> [Excerpted text]:
-=-=-

Narrator: Listen to part of a lecture in a biology class.
FEMALE PROFESSOR: As we learn more about the DNA in human cells…and how it controls the growth and development of cells…then maybe we can explain a very important observation— that when we try to grow most human cells in a laboratory, they seem programmed to divide only a certain number of times before they die.
Now this differs with the type of cell; some cells, like nerve cells, only divide seven to nine times in their total life. Others, like skin cells, will divide many, many more times. But finally the cells stop renewing themselves and they die. And in the cells of the human body itself, in the cells of every organ…of almost every type of tissue in the body, the same thing will happen eventually.
OK. You know that all of a person's genetic information is contained on very long pieces of DNA called chromosomes—12 of them in a human cell, that's 23 pairs of these chromosomes—of various lengths and sizes. Now, um, if you'll look at this rough drawing of one of them—one chromosome about to divide into two—you'll see that it sort of looks like…well actually it's much more complex than this…but it reminds us of a couple of springs linked together…two coiled up pieces of DNA.

-=-=-

> [Extracted data]:
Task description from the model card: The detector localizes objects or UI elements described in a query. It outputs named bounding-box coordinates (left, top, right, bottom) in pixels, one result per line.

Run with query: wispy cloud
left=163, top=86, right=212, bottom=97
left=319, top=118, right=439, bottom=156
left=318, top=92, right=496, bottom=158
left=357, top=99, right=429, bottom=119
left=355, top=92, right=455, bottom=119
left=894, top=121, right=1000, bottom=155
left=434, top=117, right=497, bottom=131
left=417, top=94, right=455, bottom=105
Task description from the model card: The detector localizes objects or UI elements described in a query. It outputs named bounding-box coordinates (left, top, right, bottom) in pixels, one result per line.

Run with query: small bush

-=-=-

> [Exercise instructions]: Could you reproduce everything in the biology lecture from "Now this differs" down to "pieces of DNA.", word for word?

> [Solved problem]:
Now this differs with the type of cell; some cells, like nerve cells, only divide seven to nine times in their total life. Others, like skin cells, will divide many, many more times. But finally the cells stop renewing themselves and they die. And in the cells of the human body itself, in the cells of every organ…of almost every type of tissue in the body, the same thing will happen eventually.
OK. You know that all of a person's genetic information is contained on very long pieces of DNA called chromosomes—12 of them in a human cell, that's 23 pairs of these chromosomes—of various lengths and sizes. Now, um, if you'll look at this rough drawing of one of them—one chromosome about to divide into two—you'll see that it sort of looks like…well actually it's much more complex than this…but it reminds us of a couple of springs linked together…two coiled up pieces of DNA.